DATA SUPPLIED -

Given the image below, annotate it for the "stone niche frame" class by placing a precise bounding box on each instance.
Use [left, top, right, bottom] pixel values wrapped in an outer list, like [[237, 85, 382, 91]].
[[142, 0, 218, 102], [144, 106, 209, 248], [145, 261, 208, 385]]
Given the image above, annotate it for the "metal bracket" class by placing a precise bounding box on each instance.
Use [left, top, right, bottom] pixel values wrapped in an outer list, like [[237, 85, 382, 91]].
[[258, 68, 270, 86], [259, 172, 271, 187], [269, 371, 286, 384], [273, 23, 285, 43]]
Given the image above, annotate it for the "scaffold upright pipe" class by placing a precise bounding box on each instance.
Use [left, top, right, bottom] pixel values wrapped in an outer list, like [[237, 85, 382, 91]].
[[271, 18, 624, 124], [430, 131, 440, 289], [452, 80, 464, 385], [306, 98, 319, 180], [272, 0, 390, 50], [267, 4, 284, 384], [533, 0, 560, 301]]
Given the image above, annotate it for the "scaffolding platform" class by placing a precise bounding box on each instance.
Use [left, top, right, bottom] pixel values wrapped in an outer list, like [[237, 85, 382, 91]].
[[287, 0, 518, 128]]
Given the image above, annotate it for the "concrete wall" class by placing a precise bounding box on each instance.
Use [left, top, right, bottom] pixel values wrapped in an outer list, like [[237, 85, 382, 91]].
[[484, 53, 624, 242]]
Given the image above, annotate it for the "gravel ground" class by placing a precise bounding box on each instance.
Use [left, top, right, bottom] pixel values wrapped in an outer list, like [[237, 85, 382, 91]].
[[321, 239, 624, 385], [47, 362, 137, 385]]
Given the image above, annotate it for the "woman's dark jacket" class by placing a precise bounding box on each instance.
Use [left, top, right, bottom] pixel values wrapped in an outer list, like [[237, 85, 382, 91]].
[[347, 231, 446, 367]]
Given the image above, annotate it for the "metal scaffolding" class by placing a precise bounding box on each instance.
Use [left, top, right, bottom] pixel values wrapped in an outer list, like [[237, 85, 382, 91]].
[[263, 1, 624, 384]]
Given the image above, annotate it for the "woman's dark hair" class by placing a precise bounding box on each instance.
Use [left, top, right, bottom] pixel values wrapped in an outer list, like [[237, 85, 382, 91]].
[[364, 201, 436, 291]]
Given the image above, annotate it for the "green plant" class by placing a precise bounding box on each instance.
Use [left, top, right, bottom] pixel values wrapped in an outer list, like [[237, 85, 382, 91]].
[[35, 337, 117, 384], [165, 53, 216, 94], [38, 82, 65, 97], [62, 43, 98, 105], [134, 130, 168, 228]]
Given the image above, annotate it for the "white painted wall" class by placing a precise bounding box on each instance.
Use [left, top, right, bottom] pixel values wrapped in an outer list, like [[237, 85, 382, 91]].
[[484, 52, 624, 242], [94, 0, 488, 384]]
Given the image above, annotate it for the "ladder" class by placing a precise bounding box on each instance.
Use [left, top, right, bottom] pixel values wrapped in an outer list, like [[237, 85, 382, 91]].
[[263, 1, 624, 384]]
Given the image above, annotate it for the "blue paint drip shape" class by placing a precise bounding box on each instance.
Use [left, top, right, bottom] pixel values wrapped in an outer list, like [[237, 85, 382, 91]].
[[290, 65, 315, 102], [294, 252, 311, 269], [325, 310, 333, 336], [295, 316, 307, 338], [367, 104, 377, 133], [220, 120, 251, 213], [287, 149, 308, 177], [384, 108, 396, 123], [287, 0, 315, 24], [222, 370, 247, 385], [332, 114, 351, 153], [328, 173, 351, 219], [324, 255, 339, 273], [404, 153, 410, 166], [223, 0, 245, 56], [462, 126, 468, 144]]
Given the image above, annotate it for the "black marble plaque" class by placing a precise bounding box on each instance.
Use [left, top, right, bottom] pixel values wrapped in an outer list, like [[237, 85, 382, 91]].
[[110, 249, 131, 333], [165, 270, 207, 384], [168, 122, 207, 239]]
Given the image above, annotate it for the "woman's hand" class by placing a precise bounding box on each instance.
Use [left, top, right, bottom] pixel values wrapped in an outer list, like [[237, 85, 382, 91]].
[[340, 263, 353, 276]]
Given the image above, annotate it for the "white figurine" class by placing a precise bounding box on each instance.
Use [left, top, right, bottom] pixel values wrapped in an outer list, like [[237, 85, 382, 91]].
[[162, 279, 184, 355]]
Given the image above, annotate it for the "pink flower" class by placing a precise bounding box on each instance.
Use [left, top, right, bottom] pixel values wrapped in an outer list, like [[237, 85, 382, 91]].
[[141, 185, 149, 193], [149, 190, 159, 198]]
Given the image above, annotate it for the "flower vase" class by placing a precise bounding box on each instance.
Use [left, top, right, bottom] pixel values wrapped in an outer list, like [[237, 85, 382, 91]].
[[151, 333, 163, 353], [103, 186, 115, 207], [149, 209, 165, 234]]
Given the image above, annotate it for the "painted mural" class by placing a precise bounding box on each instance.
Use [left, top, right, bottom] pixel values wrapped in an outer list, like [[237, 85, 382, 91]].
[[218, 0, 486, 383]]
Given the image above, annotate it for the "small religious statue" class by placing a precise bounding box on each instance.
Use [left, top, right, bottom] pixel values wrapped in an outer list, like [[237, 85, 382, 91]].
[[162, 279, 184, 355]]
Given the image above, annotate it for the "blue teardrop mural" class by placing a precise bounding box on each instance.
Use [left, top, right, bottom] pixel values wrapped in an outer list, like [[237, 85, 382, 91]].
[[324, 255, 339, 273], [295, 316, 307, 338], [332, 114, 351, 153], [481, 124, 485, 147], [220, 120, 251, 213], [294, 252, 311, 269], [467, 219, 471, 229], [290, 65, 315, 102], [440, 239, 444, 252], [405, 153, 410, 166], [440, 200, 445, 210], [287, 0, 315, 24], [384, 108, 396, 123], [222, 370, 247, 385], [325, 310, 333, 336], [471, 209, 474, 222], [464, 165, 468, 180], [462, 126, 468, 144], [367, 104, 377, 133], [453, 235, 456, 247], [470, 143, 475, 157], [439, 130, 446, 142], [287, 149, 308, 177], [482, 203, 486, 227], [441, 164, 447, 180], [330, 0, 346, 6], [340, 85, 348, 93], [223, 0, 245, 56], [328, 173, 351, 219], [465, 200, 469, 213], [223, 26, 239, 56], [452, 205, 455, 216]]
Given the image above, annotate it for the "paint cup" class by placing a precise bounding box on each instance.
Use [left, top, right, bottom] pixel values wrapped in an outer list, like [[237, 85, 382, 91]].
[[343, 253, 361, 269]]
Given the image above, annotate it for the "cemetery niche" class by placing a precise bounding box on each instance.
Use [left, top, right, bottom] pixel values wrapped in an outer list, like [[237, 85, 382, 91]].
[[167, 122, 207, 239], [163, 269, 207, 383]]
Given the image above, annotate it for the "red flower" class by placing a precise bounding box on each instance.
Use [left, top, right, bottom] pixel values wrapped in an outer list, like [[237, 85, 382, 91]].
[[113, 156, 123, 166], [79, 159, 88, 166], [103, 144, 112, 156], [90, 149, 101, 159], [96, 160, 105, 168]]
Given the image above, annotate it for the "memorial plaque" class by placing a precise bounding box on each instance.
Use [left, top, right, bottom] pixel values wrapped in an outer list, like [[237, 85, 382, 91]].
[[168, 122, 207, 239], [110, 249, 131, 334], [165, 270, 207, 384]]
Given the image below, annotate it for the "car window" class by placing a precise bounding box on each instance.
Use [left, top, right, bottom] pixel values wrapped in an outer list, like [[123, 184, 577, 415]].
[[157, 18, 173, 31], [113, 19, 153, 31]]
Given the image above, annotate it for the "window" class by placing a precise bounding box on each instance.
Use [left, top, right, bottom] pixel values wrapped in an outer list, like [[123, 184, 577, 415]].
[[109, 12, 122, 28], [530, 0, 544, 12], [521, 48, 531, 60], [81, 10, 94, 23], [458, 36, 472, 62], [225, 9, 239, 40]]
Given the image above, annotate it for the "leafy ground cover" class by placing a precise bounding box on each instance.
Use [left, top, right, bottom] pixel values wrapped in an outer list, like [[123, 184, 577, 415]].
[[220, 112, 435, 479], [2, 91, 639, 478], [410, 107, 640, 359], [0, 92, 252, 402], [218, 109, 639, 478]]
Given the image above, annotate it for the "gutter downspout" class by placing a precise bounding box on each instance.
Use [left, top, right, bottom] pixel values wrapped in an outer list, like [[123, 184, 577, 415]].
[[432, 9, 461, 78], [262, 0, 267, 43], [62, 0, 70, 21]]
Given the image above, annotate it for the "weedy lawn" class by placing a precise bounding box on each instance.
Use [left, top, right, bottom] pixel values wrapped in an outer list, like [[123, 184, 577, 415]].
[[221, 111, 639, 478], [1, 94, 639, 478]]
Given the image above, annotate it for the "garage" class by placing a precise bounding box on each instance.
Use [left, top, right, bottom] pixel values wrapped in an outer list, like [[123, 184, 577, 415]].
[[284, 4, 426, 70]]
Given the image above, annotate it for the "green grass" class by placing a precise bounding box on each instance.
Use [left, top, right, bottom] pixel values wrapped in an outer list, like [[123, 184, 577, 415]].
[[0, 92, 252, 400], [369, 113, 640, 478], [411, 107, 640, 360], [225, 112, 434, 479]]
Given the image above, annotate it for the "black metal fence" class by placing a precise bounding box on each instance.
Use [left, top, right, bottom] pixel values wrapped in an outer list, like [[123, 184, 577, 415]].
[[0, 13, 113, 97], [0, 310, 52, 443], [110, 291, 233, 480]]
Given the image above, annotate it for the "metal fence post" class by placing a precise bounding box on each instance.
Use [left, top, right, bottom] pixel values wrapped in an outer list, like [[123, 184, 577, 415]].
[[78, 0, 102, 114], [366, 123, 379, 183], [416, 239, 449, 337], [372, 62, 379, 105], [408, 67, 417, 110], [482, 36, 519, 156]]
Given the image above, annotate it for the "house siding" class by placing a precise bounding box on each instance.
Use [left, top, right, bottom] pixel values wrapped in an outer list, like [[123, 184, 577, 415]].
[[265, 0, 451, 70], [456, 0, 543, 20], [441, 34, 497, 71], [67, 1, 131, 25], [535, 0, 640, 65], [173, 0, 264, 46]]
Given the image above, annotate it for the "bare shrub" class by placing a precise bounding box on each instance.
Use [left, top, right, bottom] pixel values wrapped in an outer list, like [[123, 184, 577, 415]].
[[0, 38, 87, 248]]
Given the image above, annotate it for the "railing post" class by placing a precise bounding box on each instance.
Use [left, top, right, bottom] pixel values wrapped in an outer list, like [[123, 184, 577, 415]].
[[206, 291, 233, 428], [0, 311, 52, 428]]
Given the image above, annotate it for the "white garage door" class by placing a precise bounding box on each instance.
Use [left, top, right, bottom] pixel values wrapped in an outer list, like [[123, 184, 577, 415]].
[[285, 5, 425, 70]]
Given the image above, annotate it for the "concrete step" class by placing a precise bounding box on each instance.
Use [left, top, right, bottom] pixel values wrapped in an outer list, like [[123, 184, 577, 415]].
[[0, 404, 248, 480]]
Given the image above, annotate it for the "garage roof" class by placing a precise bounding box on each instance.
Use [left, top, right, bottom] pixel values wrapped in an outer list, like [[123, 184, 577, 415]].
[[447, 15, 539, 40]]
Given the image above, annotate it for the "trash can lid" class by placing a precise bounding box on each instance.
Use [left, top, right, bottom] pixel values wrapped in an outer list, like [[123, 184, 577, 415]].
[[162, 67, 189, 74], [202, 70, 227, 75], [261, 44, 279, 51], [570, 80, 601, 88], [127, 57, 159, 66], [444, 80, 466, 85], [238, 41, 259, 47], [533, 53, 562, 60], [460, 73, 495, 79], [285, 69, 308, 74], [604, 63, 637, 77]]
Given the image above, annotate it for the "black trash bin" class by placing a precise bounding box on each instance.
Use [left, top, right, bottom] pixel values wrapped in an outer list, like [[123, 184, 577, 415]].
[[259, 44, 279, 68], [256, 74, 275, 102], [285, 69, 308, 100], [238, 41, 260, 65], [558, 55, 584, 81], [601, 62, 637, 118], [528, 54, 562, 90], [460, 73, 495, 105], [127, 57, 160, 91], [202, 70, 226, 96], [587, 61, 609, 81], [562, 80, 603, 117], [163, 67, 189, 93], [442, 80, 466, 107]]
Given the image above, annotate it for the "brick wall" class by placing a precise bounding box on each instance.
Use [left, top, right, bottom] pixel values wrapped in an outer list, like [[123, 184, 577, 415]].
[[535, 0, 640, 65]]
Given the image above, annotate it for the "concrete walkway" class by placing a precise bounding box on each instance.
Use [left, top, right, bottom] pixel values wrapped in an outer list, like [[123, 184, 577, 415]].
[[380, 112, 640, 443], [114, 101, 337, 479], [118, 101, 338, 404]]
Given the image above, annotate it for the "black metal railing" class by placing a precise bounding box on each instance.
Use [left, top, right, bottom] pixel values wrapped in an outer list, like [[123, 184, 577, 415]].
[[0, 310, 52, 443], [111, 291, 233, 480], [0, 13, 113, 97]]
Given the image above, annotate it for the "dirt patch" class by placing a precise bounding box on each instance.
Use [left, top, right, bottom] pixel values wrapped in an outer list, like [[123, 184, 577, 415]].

PROBLEM DETAILS - Check each line of the records above, and copy those that hold the word "garage".

SOLUTION -
Given the image above, annotate it for the "garage" class by placing a precise bounding box on each instance.
Given the image above, annotate it for the "white garage door" class by placing a precise bounding box on each instance.
Given the image above, annotate it for the "garage roof" class by placing a precise bounding box on each instance.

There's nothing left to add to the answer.